## What you will do
Your response should be the complete data, transcribed exactly.

[Stored records]
+ + +
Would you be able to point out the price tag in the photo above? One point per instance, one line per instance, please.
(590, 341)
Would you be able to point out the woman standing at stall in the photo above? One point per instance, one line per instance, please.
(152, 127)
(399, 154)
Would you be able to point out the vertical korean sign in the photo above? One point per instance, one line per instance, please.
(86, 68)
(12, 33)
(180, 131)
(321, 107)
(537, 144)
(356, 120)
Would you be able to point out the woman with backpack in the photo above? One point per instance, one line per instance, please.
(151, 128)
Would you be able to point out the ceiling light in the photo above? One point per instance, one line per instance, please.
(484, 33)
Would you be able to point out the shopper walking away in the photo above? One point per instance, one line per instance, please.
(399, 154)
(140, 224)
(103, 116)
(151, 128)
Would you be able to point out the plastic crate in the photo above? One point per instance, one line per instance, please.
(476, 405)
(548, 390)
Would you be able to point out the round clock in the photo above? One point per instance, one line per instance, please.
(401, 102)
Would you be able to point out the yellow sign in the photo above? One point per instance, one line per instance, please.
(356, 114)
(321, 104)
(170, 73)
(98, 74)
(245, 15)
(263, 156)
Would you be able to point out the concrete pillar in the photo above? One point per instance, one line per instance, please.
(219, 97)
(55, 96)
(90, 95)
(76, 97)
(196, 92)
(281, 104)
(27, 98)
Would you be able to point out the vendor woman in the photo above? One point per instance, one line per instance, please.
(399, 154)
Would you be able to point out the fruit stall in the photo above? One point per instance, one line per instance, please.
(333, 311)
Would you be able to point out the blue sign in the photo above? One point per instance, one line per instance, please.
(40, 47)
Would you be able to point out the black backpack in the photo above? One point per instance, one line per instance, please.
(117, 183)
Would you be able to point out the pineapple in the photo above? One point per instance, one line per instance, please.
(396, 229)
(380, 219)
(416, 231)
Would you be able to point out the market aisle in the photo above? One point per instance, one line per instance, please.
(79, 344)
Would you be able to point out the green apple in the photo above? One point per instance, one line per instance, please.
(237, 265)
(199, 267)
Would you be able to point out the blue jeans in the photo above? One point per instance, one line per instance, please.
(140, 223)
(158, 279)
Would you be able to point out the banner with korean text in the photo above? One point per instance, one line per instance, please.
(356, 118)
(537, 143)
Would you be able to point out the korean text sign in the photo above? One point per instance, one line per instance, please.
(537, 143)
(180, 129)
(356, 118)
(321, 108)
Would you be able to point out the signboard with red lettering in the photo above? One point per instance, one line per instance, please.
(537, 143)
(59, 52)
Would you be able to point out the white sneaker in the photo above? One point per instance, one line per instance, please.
+ + +
## Response area
Would you be able to point out the price tag in the photo above? One point per instance, one line per instance, please.
(590, 341)
Would you be able to point out the woman standing at stall in the photo above? One point per instance, one line per instance, please.
(152, 127)
(399, 154)
Would you be able to point out the vertical korean sign in the photo above? One point per instance, one line per instance, please.
(86, 68)
(12, 33)
(180, 131)
(321, 107)
(537, 144)
(356, 120)
Would you be able to point out the woman with backpack in the photo above? One point per instance, one line per instance, please.
(151, 128)
Would you be able to point out the ceiling light in the photo above? One point per instance, one line per instance, please.
(484, 33)
Would you be able to point out the shopper walking away in the photo above? One point per instance, one line per instance, please.
(399, 154)
(140, 224)
(103, 116)
(151, 128)
Would you be able to point out the plastic crate in the photo above? One point per instance, one line per instance, please.
(476, 405)
(548, 390)
Would you be able to point out the round clock in the photo above? One point per instance, one line per instance, please.
(401, 102)
Would you be able to point out the yellow sign in the photo above? One point per instance, one line per instance, please.
(356, 114)
(321, 104)
(170, 73)
(98, 74)
(245, 15)
(263, 156)
Would you be able to point out the concrete pillar in the photo above? One point per instance, one line per instance, please.
(219, 97)
(55, 96)
(90, 95)
(76, 97)
(196, 92)
(281, 104)
(27, 98)
Would you be able to point out the vendor woman in the photo above? One point per instance, one line per instance, please.
(399, 154)
Would you be able to point out the fruit stall in the photo above? One point per instance, one line per instance, please.
(333, 311)
Would you be able to point out the blue sign in the photo above? One point per instance, one line per instance, please.
(40, 47)
Would you be able to point out the black backpack in the photo above? One point per instance, one line per instance, please.
(117, 183)
Would you be able to point out the pineapple in the photo above? One point per instance, one line per instance, please.
(396, 229)
(380, 219)
(416, 231)
Would you be able to point out the market aisle in the photo above? One point per instance, one line per instance, please.
(79, 344)
Would you be able to point out the green apple in the photo above? One point per instance, one line per instance, please.
(237, 265)
(199, 267)
Would you be able to point out the blue jeans in the photo above? One point per instance, one line per instance, please.
(140, 223)
(158, 279)
Would you be able to point out the banner with korean text in the photo above? One point per instance, one line per instance, please.
(356, 118)
(537, 143)
Would you be able to point out the korean text sign in the photo above? One point per instance, one line per instance, please.
(537, 143)
(180, 129)
(356, 118)
(321, 108)
Would you be able to point out the signboard with red lettering in the photo above? One point per instance, one line per instance, please.
(537, 143)
(59, 52)
Would you be able to point out the white sneaker in the photo above? One point per instance, one line per instance, please.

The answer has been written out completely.